-- START Data supplied --

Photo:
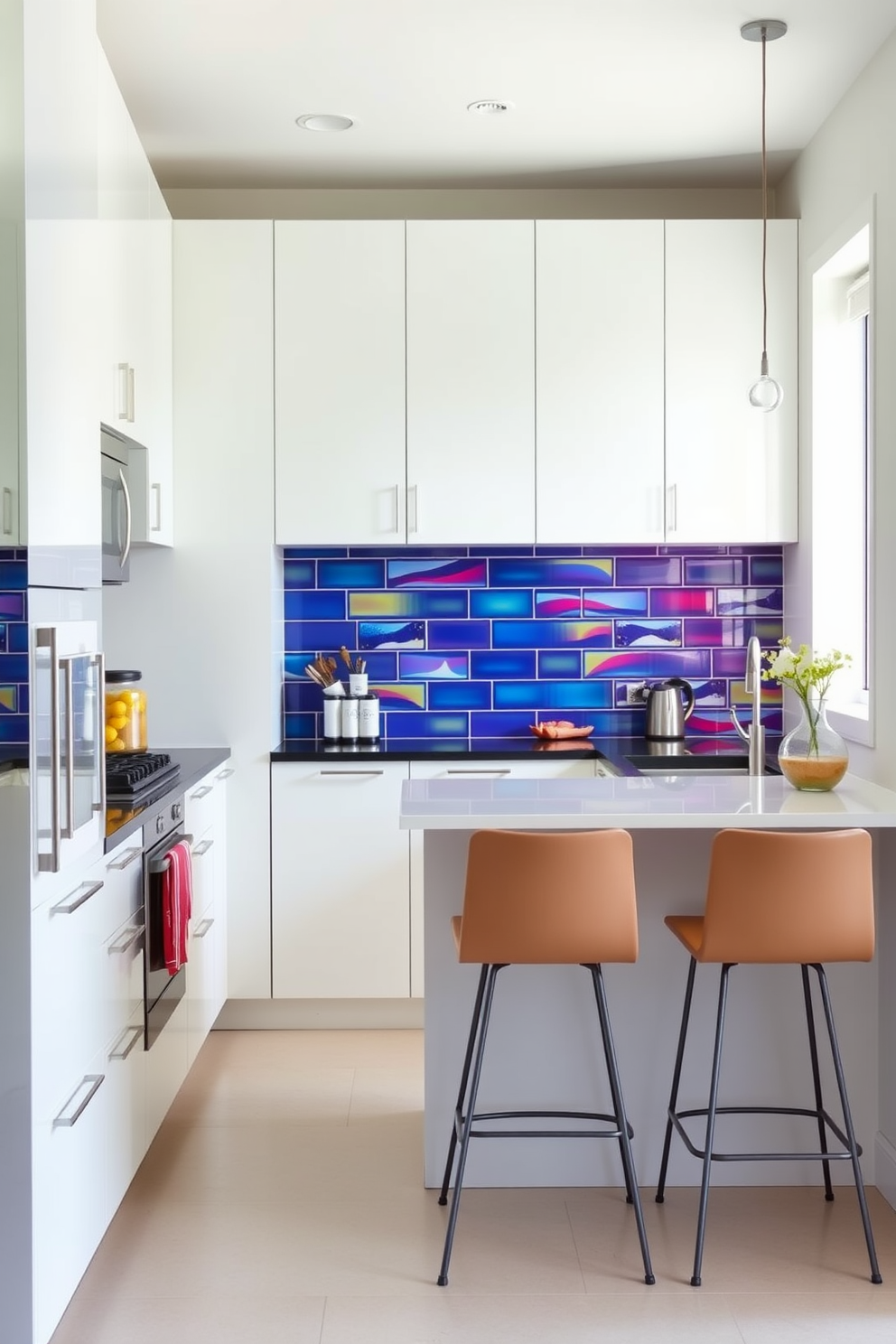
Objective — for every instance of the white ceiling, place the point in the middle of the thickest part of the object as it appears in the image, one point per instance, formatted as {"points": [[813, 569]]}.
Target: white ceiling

-- END Data supplied --
-- START Data supplied --

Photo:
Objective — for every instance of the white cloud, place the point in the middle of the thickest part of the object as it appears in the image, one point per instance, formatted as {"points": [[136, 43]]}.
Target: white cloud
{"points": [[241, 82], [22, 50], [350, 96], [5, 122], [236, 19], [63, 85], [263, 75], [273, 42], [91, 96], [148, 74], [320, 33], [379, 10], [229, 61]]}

-- END Data supplied --
-- START Data supplied --

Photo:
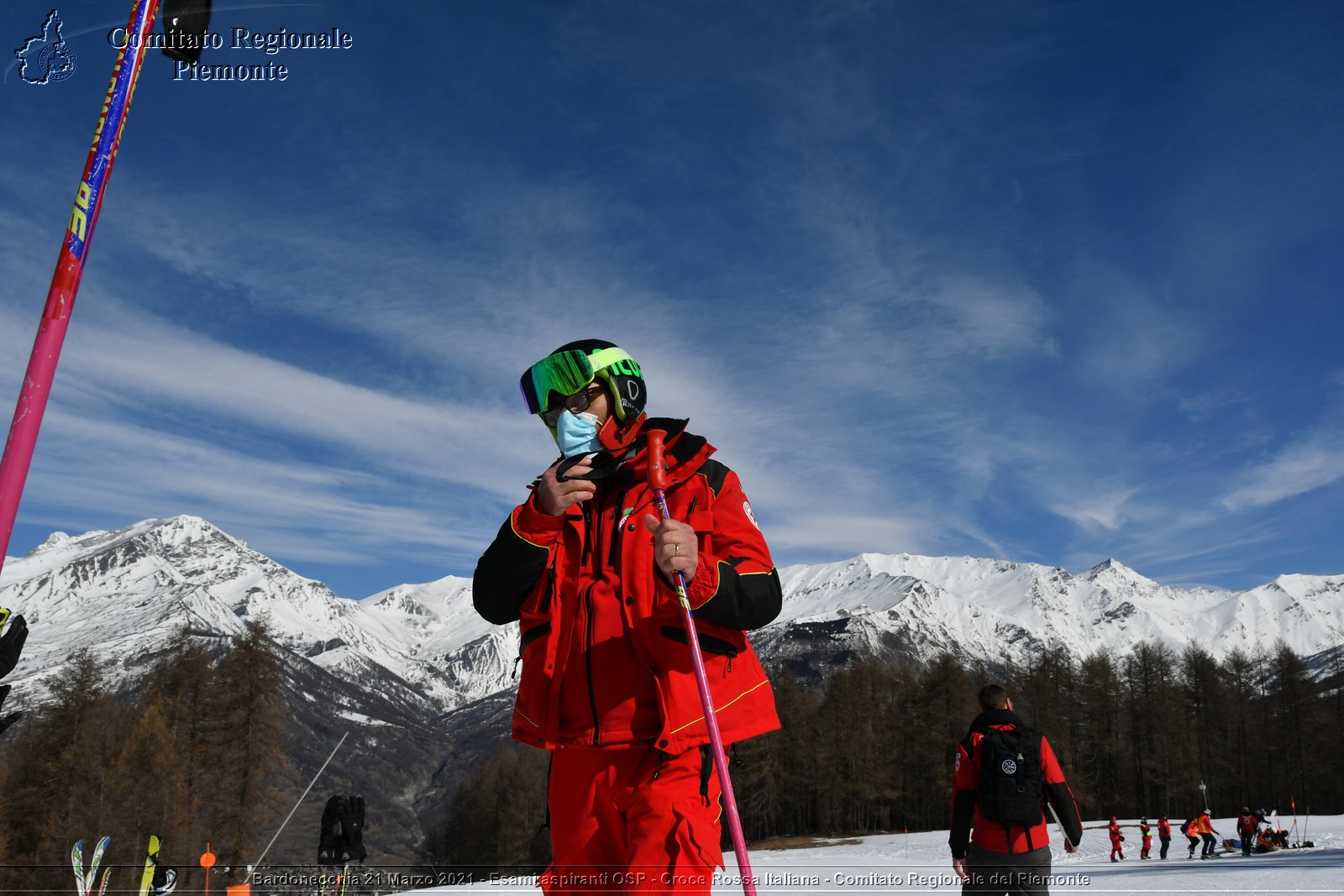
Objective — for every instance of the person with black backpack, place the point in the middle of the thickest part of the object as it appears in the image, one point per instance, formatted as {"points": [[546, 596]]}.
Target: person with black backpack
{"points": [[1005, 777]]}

-- END Data supplied --

Which lines in the records contain the string "every"? Select each such line and copy it out in full.

Objective — for every instance of the white ceiling, place the point in the middle of the thickest part of the object as it appears in the image, one point per instance, formatted as {"points": [[813, 569]]}.
Objective — for every instance of the white cloud, place the point in the middle of the thickest part of the object as it appears in the image, one point per instance, formatted as {"points": [[136, 43]]}.
Objective — for every instance of the person with black backpack, place the point in the middle of the thickest part of the object as it appears in the image, one point per instance, formatted as {"points": [[546, 596]]}.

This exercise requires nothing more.